[A run of entries]
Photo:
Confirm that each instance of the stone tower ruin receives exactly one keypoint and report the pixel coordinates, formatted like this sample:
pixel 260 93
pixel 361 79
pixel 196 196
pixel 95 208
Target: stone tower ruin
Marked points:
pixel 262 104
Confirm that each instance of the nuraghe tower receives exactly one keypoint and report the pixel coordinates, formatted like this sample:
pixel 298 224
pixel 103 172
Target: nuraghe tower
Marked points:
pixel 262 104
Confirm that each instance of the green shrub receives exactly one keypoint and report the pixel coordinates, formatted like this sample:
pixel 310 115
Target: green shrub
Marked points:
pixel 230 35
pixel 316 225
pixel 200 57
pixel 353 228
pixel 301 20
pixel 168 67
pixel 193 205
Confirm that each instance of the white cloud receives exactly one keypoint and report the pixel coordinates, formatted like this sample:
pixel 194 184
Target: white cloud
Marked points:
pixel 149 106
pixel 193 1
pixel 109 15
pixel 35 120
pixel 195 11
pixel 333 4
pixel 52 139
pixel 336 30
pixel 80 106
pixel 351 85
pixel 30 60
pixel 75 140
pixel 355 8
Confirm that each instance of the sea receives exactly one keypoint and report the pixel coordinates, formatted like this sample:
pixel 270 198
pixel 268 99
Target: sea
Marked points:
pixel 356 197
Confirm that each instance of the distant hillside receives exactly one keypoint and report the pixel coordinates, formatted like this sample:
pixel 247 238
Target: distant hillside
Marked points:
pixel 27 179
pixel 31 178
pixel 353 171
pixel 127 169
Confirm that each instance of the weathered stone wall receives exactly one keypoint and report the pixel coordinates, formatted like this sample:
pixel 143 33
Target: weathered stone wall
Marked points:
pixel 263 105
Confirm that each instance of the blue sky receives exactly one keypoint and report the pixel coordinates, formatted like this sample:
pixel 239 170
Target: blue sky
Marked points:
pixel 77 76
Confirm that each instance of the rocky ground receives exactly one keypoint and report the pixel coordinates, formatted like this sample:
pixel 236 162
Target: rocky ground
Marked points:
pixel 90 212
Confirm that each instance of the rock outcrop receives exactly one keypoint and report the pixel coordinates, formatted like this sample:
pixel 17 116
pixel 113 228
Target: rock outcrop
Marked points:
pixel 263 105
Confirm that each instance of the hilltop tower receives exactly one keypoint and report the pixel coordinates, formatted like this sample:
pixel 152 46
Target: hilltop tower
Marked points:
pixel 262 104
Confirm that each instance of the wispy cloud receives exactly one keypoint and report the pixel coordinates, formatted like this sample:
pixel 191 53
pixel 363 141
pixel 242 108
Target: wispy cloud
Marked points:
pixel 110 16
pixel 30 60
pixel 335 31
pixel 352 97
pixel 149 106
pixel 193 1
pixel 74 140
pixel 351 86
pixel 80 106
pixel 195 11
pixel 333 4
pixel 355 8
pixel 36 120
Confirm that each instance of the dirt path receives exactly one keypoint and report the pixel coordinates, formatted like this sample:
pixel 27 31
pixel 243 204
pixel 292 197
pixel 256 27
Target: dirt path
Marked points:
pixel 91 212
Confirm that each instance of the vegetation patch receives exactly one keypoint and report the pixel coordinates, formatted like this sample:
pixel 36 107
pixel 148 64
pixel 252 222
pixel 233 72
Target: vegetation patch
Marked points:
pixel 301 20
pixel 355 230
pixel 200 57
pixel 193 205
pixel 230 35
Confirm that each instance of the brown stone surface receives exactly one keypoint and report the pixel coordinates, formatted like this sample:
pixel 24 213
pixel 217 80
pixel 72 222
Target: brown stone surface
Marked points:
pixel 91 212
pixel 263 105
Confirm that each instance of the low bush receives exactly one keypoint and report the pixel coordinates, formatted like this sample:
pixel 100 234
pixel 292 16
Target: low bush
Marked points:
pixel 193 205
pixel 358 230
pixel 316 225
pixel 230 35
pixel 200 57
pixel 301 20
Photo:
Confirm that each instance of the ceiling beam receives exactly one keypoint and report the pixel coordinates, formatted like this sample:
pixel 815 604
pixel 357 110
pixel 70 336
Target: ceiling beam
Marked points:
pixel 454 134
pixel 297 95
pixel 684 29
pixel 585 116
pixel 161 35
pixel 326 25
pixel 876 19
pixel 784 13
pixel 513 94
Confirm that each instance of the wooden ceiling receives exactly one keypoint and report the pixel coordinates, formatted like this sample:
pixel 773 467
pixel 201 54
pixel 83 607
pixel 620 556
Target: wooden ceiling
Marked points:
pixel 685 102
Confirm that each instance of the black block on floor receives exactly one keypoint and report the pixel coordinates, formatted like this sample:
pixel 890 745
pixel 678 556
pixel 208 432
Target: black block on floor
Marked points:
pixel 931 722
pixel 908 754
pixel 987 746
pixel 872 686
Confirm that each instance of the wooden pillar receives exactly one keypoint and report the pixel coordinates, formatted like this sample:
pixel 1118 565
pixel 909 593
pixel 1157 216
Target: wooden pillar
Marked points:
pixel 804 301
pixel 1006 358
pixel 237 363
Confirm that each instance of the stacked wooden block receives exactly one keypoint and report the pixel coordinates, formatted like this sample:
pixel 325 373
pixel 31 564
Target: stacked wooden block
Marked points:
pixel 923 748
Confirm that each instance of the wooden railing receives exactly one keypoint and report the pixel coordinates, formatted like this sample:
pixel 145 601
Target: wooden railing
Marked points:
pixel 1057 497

→ What you have to do
Turn the lines above into a numbered list, beginning with the line containing "Confirm that each instance of the dirt" and continuing through the line containing "pixel 685 102". Omit any blank lines.

→ Task output
1. Confirm that each instance of the dirt path receives exactly one keypoint and report the pixel coordinates, formatted like this sample:
2. pixel 27 31
3. pixel 243 204
4. pixel 292 197
5. pixel 256 27
6. Target: dirt path
7. Marked points:
8. pixel 91 212
9. Confirm that each instance of the vegetation patch receives exactly one keypoint and report the pixel coordinates, formatted like this sample:
10. pixel 36 107
11. pixel 148 64
12. pixel 252 222
13. pixel 233 72
14. Target: vegetation patch
15. Marked points:
16. pixel 301 20
17. pixel 355 230
18. pixel 200 57
19. pixel 193 205
20. pixel 230 35
21. Confirm that each instance of the brown stone surface receives exactly one keypoint and report the pixel coordinates, formatted like this sample:
22. pixel 24 213
23. pixel 217 80
24. pixel 72 222
25. Target: brown stone surface
26. Marked points:
27. pixel 91 212
28. pixel 263 105
29. Confirm that each instance of the low bush receives exactly one keypoint and report the pixel coordinates, formatted like this sample:
30. pixel 100 234
31. pixel 292 16
32. Target: low bush
33. Marked points:
34. pixel 193 205
35. pixel 358 230
36. pixel 316 225
37. pixel 230 35
38. pixel 200 57
39. pixel 301 20
40. Photo:
41. Confirm that each instance of the ceiling beam receives exactly one keypoint and report the pixel coordinates, formatted like this sample:
42. pixel 815 604
43. pixel 357 110
44. pixel 70 336
45. Target: ceiling beam
46. Marked points:
47. pixel 454 134
48. pixel 297 95
49. pixel 684 29
50. pixel 585 116
51. pixel 161 35
52. pixel 326 25
53. pixel 876 19
54. pixel 784 13
55. pixel 513 94
56. Confirm that each instance of the wooden ceiling receives exactly one keypoint and report the pixel coordinates, formatted like this sample:
57. pixel 773 467
58. pixel 201 54
59. pixel 83 607
60. pixel 620 556
61. Target: wooden ceiling
62. Marked points:
63. pixel 685 102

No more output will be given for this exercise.